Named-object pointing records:
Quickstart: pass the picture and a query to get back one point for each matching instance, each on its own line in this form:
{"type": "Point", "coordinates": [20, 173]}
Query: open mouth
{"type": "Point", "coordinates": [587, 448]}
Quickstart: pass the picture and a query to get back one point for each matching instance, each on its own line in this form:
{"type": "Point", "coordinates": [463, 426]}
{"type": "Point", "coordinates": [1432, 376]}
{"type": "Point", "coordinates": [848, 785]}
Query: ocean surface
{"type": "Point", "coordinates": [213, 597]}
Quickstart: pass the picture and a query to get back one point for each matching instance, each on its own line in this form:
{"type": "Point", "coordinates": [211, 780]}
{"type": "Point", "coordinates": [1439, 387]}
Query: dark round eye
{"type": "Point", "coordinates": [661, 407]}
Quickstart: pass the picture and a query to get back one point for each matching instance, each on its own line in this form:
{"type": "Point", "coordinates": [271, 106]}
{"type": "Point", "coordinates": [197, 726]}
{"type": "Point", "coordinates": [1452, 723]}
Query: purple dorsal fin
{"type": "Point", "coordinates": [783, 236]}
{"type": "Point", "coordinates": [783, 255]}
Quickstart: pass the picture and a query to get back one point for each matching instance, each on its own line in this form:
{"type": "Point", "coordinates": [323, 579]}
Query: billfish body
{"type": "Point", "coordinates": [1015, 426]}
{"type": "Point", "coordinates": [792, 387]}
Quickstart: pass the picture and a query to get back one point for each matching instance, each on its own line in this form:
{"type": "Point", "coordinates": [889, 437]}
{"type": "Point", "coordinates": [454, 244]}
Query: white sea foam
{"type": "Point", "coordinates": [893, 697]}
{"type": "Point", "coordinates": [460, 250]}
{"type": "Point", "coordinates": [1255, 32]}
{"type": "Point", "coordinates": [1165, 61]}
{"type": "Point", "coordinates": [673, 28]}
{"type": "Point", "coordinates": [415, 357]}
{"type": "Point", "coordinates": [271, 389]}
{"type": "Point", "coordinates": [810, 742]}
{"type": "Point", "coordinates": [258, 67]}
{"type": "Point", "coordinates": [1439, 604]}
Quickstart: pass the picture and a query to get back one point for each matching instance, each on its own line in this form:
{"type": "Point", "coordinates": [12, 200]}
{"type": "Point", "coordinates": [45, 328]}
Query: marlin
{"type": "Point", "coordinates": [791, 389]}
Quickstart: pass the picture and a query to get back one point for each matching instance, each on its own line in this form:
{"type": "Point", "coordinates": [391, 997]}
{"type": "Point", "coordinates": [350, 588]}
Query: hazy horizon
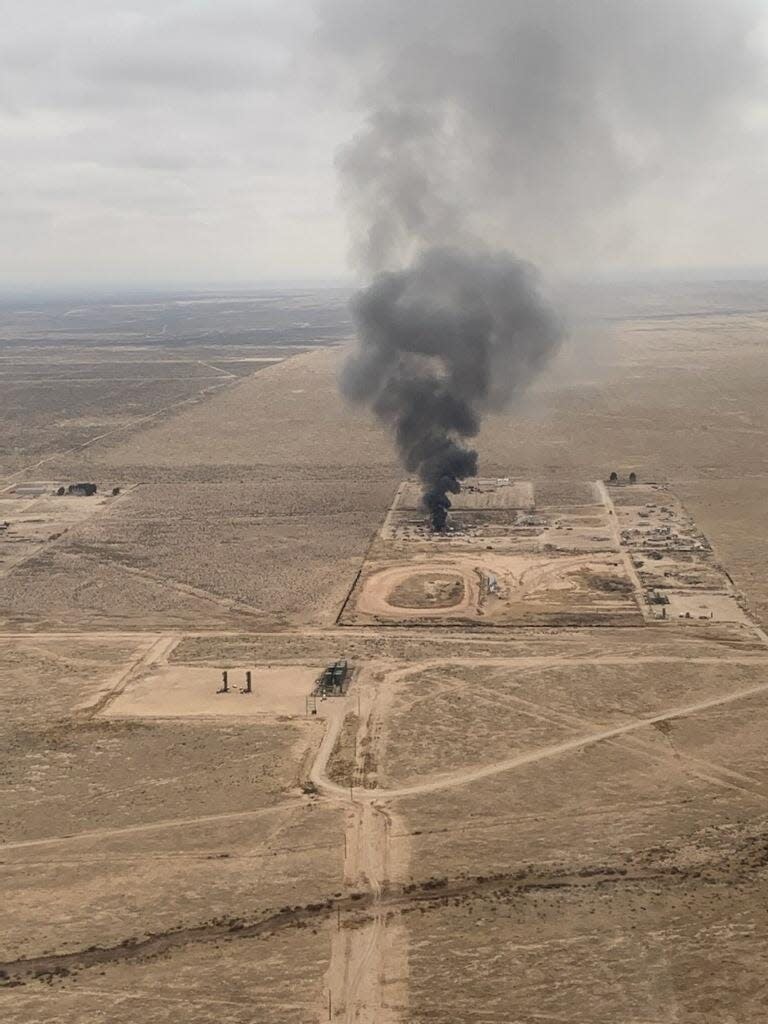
{"type": "Point", "coordinates": [175, 145]}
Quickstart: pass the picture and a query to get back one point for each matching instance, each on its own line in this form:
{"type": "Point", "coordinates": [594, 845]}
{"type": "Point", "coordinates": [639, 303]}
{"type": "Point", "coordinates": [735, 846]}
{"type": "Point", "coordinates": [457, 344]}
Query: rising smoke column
{"type": "Point", "coordinates": [456, 334]}
{"type": "Point", "coordinates": [498, 122]}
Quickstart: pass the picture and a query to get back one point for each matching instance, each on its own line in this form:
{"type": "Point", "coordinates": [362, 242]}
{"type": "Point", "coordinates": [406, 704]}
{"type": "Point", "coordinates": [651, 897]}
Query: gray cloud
{"type": "Point", "coordinates": [535, 124]}
{"type": "Point", "coordinates": [162, 139]}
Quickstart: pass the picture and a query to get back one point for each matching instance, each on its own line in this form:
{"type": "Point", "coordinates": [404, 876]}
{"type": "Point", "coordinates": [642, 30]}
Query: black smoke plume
{"type": "Point", "coordinates": [456, 334]}
{"type": "Point", "coordinates": [496, 122]}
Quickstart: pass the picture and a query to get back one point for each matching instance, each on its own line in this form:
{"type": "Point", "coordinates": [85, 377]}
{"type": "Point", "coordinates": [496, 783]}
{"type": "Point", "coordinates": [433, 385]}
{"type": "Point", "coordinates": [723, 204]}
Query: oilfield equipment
{"type": "Point", "coordinates": [333, 682]}
{"type": "Point", "coordinates": [248, 688]}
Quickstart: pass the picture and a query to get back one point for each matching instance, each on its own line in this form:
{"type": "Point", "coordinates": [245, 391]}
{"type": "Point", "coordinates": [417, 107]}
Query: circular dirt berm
{"type": "Point", "coordinates": [427, 590]}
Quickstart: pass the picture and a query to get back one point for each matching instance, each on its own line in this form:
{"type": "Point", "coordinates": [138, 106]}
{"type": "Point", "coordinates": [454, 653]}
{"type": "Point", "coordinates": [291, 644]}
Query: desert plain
{"type": "Point", "coordinates": [542, 795]}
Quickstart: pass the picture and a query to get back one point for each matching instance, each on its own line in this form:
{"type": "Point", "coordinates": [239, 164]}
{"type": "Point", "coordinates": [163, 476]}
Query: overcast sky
{"type": "Point", "coordinates": [193, 141]}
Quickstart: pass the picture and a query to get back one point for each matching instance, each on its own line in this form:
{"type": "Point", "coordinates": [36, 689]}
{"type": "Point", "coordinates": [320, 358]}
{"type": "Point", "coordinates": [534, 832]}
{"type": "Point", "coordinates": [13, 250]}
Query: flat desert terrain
{"type": "Point", "coordinates": [516, 773]}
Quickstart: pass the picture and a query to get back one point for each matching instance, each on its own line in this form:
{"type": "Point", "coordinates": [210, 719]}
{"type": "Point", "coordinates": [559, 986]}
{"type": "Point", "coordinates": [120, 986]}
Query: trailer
{"type": "Point", "coordinates": [334, 682]}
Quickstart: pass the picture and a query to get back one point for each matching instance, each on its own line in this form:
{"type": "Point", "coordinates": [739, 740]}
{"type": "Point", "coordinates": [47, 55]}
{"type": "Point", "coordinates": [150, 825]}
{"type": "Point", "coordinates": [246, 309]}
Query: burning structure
{"type": "Point", "coordinates": [456, 334]}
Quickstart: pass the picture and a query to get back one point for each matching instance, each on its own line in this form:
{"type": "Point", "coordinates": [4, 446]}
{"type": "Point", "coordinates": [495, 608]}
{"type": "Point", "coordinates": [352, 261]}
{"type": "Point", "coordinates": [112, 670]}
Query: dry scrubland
{"type": "Point", "coordinates": [566, 825]}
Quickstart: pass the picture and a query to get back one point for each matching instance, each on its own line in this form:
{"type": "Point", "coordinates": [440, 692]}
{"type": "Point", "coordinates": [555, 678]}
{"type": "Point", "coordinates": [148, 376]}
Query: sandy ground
{"type": "Point", "coordinates": [557, 825]}
{"type": "Point", "coordinates": [182, 691]}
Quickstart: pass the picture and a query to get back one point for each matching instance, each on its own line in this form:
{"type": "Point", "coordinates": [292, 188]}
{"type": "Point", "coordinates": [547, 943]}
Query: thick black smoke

== What is needed ==
Transcribe all the data word for word; the images stay out.

== Solution to the exercise ==
Quickstart: pass the picture and a query to get back one point for each matching instance, each on its own line in this form:
{"type": "Point", "coordinates": [20, 173]}
Query: open mouth
{"type": "Point", "coordinates": [587, 448]}
Quickstart: pass the picture and a query to get back one point for each matching instance, each on its own line in this form:
{"type": "Point", "coordinates": [463, 426]}
{"type": "Point", "coordinates": [1432, 376]}
{"type": "Point", "coordinates": [848, 785]}
Query: ocean surface
{"type": "Point", "coordinates": [213, 597]}
Quickstart: pass the picture and a query to get back one point for each matching instance, each on its own line in this form:
{"type": "Point", "coordinates": [211, 780]}
{"type": "Point", "coordinates": [1439, 387]}
Query: dark round eye
{"type": "Point", "coordinates": [661, 407]}
Quickstart: pass the picture and a query to get back one point for each matching instance, each on its own line in this form:
{"type": "Point", "coordinates": [271, 106]}
{"type": "Point", "coordinates": [197, 726]}
{"type": "Point", "coordinates": [1452, 723]}
Query: purple dorsal fin
{"type": "Point", "coordinates": [783, 236]}
{"type": "Point", "coordinates": [783, 255]}
Quickstart: pass the picture and a query to get back one point for each matching instance, each on its own line in this form:
{"type": "Point", "coordinates": [323, 579]}
Query: billfish body
{"type": "Point", "coordinates": [1015, 426]}
{"type": "Point", "coordinates": [792, 387]}
Quickstart: pass the picture and a query to get back one point for each matching instance, each on its own line in this form:
{"type": "Point", "coordinates": [889, 437]}
{"type": "Point", "coordinates": [454, 244]}
Query: white sea foam
{"type": "Point", "coordinates": [893, 697]}
{"type": "Point", "coordinates": [460, 250]}
{"type": "Point", "coordinates": [1255, 32]}
{"type": "Point", "coordinates": [1165, 61]}
{"type": "Point", "coordinates": [673, 28]}
{"type": "Point", "coordinates": [415, 357]}
{"type": "Point", "coordinates": [271, 389]}
{"type": "Point", "coordinates": [810, 742]}
{"type": "Point", "coordinates": [258, 67]}
{"type": "Point", "coordinates": [1439, 604]}
Quickstart: pass the picture and a query to get back one point for each matching instance, each on its own line in this form:
{"type": "Point", "coordinates": [12, 200]}
{"type": "Point", "coordinates": [45, 328]}
Query: marlin
{"type": "Point", "coordinates": [791, 389]}
Quickstart: pass the picture and a query to get back one point for each matching instance, each on its own line in this form:
{"type": "Point", "coordinates": [391, 997]}
{"type": "Point", "coordinates": [350, 588]}
Query: hazy horizon
{"type": "Point", "coordinates": [175, 145]}
Quickstart: pass the picture and a query to get back one point for each matching instance, each on its own line in this form:
{"type": "Point", "coordinates": [594, 845]}
{"type": "Point", "coordinates": [639, 303]}
{"type": "Point", "coordinates": [735, 846]}
{"type": "Point", "coordinates": [457, 344]}
Query: rising smoke column
{"type": "Point", "coordinates": [456, 334]}
{"type": "Point", "coordinates": [498, 122]}
Quickstart: pass the picture and a query to get back one point for each matching instance, each on its own line in this form:
{"type": "Point", "coordinates": [362, 242]}
{"type": "Point", "coordinates": [406, 704]}
{"type": "Point", "coordinates": [651, 897]}
Query: gray cloud
{"type": "Point", "coordinates": [535, 124]}
{"type": "Point", "coordinates": [162, 139]}
Quickstart: pass the picture and a query to get back one point for each matching instance, each on its own line in this form:
{"type": "Point", "coordinates": [404, 876]}
{"type": "Point", "coordinates": [642, 30]}
Query: black smoke plume
{"type": "Point", "coordinates": [456, 334]}
{"type": "Point", "coordinates": [496, 122]}
Quickstart: pass the picture and a query to get back one point for each matching instance, each on its own line in this form:
{"type": "Point", "coordinates": [85, 377]}
{"type": "Point", "coordinates": [496, 783]}
{"type": "Point", "coordinates": [433, 385]}
{"type": "Point", "coordinates": [723, 204]}
Query: oilfield equipment
{"type": "Point", "coordinates": [333, 682]}
{"type": "Point", "coordinates": [248, 688]}
Quickstart: pass the picture and a query to get back one point for each matching instance, each on its own line in this form:
{"type": "Point", "coordinates": [245, 391]}
{"type": "Point", "coordinates": [417, 107]}
Query: circular dirt berm
{"type": "Point", "coordinates": [427, 590]}
Quickstart: pass the picture and a query to get back one point for each matching instance, each on its own line in this form:
{"type": "Point", "coordinates": [138, 106]}
{"type": "Point", "coordinates": [454, 653]}
{"type": "Point", "coordinates": [291, 644]}
Query: desert plain
{"type": "Point", "coordinates": [542, 795]}
Quickstart: pass the picture and a query to get back one point for each matching instance, each on its own line in this form:
{"type": "Point", "coordinates": [239, 164]}
{"type": "Point", "coordinates": [163, 476]}
Query: overcast sky
{"type": "Point", "coordinates": [193, 141]}
Quickstart: pass the picture and a query to get back one point for each matching instance, each on its own line in this form:
{"type": "Point", "coordinates": [36, 689]}
{"type": "Point", "coordinates": [320, 358]}
{"type": "Point", "coordinates": [534, 832]}
{"type": "Point", "coordinates": [13, 250]}
Query: flat desert terrain
{"type": "Point", "coordinates": [516, 773]}
Quickstart: pass the picture and a query to get back one point for each matching instance, each on its own line in this form:
{"type": "Point", "coordinates": [210, 719]}
{"type": "Point", "coordinates": [559, 986]}
{"type": "Point", "coordinates": [120, 986]}
Query: trailer
{"type": "Point", "coordinates": [334, 682]}
Quickstart: pass the picture and a query to get back one point for each matching instance, each on its own line in this form:
{"type": "Point", "coordinates": [739, 740]}
{"type": "Point", "coordinates": [47, 55]}
{"type": "Point", "coordinates": [150, 825]}
{"type": "Point", "coordinates": [246, 309]}
Query: burning structure
{"type": "Point", "coordinates": [456, 334]}
Quickstart: pass the picture and a query to get back one point for each matching instance, each on its own line in this form:
{"type": "Point", "coordinates": [4, 446]}
{"type": "Point", "coordinates": [495, 608]}
{"type": "Point", "coordinates": [352, 261]}
{"type": "Point", "coordinates": [112, 670]}
Query: dry scrubland
{"type": "Point", "coordinates": [566, 825]}
Quickstart: pass the picture and a query to get back one point for each matching instance, each on its own line in this form:
{"type": "Point", "coordinates": [440, 692]}
{"type": "Point", "coordinates": [555, 678]}
{"type": "Point", "coordinates": [148, 376]}
Query: sandy ground
{"type": "Point", "coordinates": [557, 825]}
{"type": "Point", "coordinates": [182, 691]}
Quickstart: pass the picture and a query to get back one point for each matching instance, each on its own line in this form:
{"type": "Point", "coordinates": [292, 188]}
{"type": "Point", "coordinates": [547, 943]}
Query: thick black smoke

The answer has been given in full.